> Stated problem 1
Sum up the thread about the Restoration movement in two sentences.

> Source document

>> begin

LOL  I never really thought of it like that.


----------



## DMcFadden (Jul 14, 2009)

Grillsy said:


> DMcFadden said:
> 
> 
> > Statistically, there are a higher percentage of mega churches among the Restorationists (their prefered moniker) than any other denomination or group.
> ...



If you take a class in one of their schools on church history, it will inevitably be called "Restoration History" or the "History of the Restoration Movement" or some such thing. Calling themselves "only Chrisitans" is a pretty long term preference too. The full line is: "We are not the only Christians, we are only Christians." My comment was that they generally feel that "Campbellite" is a term of derision (besides they are "only Christians" not followers of Stone or Campbell), although they will accept historical lineage from the "Stone-Campbell" movement or Restoration Movement.


----------



## LawrenceU (Jul 14, 2009)

It is true that the American Restoration movement has a very bad theological base. But, I would ask that you pray for the people in this movement. There are some very good things going on in the movement today. There are streams within the movement that are urging a move to theological soundness.

If you want to have a viable dialogue with someone in one of those churches never use the term 'Campbellite' with them. That will do no good at all.


----------



## Grillsy (Jul 14, 2009)

LawrenceU said:


> It is true that the American Restoration movement has a very bad theological base. But, I would ask that you pray for the people in this movement. There are some very good things going on in the movement today. There are streams within the movement that are urging a move to theological soundness.
> 
> If you want to have a viable dialogue with someone in one of those churches never use the term 'Campbellite' with them. That will do no good at all.



Lawrence you are absolutely right about not using the term Campbellite if you want to have a dialogue with one of them.

I used the term here simply to avoid any confusing among certain groups who would call themselves "Christian" or any of the other ambiguous nomenclatures that they claim.

-----Added 7/14/2009 at 11:55:40 EST-----



DMcFadden said:


> Grillsy said:
> 
> 
> > DMcFadden said:
> ...




When I took the class it was called Restoration Heritage (had to take it to graduate). To be honest when taking the class, I found it a little spooky, almost cultic.


----------

>> end

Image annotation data
>> begin

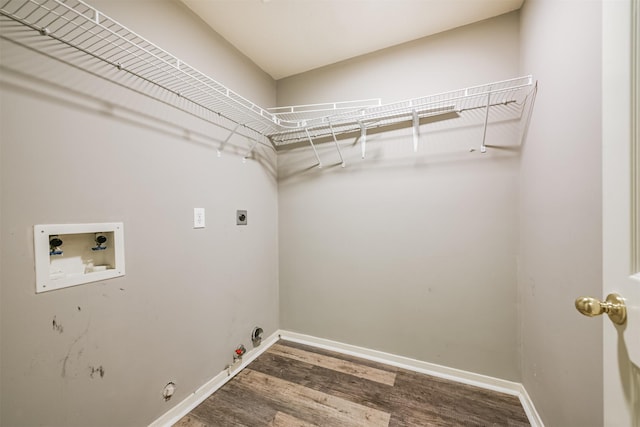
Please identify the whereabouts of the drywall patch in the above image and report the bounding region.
[51,316,64,334]
[89,365,104,378]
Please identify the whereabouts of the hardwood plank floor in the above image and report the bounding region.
[175,340,530,427]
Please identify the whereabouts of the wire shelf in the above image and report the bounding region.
[0,0,534,152]
[270,76,534,146]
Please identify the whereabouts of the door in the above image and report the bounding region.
[602,0,640,427]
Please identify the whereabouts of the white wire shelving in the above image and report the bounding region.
[0,0,534,159]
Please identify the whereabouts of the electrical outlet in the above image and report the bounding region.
[193,208,204,228]
[236,210,247,225]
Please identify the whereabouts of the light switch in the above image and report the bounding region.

>> end

> Stated problem 2
Write out the stretch of the listing from the line containing "Please identify the whereabouts of the door" through the end of the listing, word for word.

> Output 1
Members of the Restoration movement generally see "Campbellite" as a term of derision and prefer to call themselves "only Christians," though they accept historical lineage from the Stone-Campbell movement. One poster asks for prayer for the movement and warns never to use that term in dialogue with its members, and another agrees, adding that a required Restoration Heritage class felt a little spooky, almost cultic.

> Output 2
Please identify the whereabouts of the door in the above image and report the bounding region.
[602,0,640,427]
Please identify the whereabouts of the white wire shelving in the above image and report the bounding region.
[0,0,534,159]
Please identify the whereabouts of the electrical outlet in the above image and report the bounding region.
[193,208,204,228]
[236,210,247,225]
Please identify the whereabouts of the light switch in the above image and report the bounding region.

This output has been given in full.